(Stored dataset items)
====
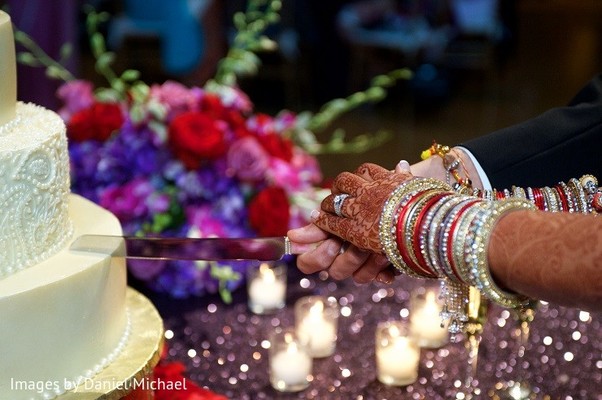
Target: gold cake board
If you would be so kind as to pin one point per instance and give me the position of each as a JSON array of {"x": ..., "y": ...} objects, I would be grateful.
[{"x": 136, "y": 361}]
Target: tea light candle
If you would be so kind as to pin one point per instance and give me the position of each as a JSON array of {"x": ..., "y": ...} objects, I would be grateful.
[
  {"x": 425, "y": 320},
  {"x": 317, "y": 324},
  {"x": 266, "y": 288},
  {"x": 290, "y": 363},
  {"x": 8, "y": 70},
  {"x": 397, "y": 355}
]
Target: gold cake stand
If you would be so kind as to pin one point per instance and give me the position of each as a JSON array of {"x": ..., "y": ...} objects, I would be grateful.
[{"x": 136, "y": 361}]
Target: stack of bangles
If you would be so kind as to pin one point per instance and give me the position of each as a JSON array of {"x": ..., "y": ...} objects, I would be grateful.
[{"x": 428, "y": 230}]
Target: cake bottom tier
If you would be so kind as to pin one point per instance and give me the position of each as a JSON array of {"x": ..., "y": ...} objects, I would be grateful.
[{"x": 63, "y": 320}]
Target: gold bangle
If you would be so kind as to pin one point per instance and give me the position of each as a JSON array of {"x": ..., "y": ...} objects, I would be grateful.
[{"x": 475, "y": 248}]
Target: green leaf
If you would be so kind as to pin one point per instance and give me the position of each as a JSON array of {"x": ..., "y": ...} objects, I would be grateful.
[
  {"x": 66, "y": 51},
  {"x": 105, "y": 60},
  {"x": 130, "y": 75},
  {"x": 28, "y": 59}
]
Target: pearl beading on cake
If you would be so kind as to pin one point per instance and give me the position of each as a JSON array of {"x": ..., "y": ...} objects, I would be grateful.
[
  {"x": 72, "y": 383},
  {"x": 34, "y": 188}
]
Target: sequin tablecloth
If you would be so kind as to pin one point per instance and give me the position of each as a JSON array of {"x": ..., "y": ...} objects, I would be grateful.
[{"x": 222, "y": 347}]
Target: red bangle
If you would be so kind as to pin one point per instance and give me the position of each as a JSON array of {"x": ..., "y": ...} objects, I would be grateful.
[
  {"x": 538, "y": 198},
  {"x": 564, "y": 204},
  {"x": 417, "y": 229},
  {"x": 453, "y": 226},
  {"x": 400, "y": 235}
]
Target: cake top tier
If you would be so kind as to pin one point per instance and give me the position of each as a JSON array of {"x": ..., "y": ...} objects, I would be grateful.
[{"x": 8, "y": 70}]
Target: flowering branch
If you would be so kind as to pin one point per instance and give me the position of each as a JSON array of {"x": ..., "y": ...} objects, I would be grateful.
[
  {"x": 308, "y": 123},
  {"x": 36, "y": 57},
  {"x": 249, "y": 40}
]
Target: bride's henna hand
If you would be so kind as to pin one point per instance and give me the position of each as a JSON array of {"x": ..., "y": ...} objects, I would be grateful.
[{"x": 368, "y": 189}]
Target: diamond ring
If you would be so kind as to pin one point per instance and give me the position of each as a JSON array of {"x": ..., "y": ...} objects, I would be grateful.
[{"x": 338, "y": 204}]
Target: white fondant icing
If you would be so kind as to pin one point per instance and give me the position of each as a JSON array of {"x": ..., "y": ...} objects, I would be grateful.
[
  {"x": 34, "y": 188},
  {"x": 63, "y": 318},
  {"x": 8, "y": 70}
]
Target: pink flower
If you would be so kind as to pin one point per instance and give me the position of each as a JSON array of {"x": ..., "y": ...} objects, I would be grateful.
[
  {"x": 284, "y": 175},
  {"x": 247, "y": 159},
  {"x": 307, "y": 167},
  {"x": 127, "y": 202},
  {"x": 176, "y": 97},
  {"x": 202, "y": 218},
  {"x": 77, "y": 95}
]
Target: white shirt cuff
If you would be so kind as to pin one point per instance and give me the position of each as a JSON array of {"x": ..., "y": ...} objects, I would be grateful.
[{"x": 480, "y": 171}]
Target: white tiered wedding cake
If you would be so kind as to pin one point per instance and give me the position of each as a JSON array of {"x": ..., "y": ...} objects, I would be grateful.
[{"x": 63, "y": 315}]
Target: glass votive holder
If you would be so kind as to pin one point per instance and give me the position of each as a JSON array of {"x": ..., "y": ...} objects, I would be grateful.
[
  {"x": 426, "y": 324},
  {"x": 266, "y": 288},
  {"x": 397, "y": 354},
  {"x": 316, "y": 321},
  {"x": 290, "y": 362}
]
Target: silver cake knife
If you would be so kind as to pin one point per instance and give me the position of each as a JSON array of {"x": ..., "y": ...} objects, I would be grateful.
[{"x": 210, "y": 249}]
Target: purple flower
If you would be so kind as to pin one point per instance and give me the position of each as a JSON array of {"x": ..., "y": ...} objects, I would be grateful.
[
  {"x": 146, "y": 269},
  {"x": 247, "y": 159},
  {"x": 128, "y": 201},
  {"x": 77, "y": 95}
]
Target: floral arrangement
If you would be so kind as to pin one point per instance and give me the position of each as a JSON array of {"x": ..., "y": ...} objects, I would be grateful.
[{"x": 197, "y": 161}]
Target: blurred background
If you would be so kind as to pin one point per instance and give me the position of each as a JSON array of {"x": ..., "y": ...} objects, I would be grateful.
[{"x": 479, "y": 65}]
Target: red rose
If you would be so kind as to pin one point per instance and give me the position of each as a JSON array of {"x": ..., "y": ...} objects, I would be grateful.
[
  {"x": 269, "y": 212},
  {"x": 186, "y": 389},
  {"x": 212, "y": 106},
  {"x": 96, "y": 122},
  {"x": 277, "y": 146},
  {"x": 194, "y": 136}
]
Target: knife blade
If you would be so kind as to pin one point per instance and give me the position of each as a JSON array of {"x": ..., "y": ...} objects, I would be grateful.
[{"x": 160, "y": 248}]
====
Apply a filter for "cake" to the entries and show each line that passes.

Target: gold cake board
Target: gold cake stand
Target: cake bottom tier
Target: pearl beading on cake
Target: cake top tier
Target: white tiered wedding cake
Target: silver cake knife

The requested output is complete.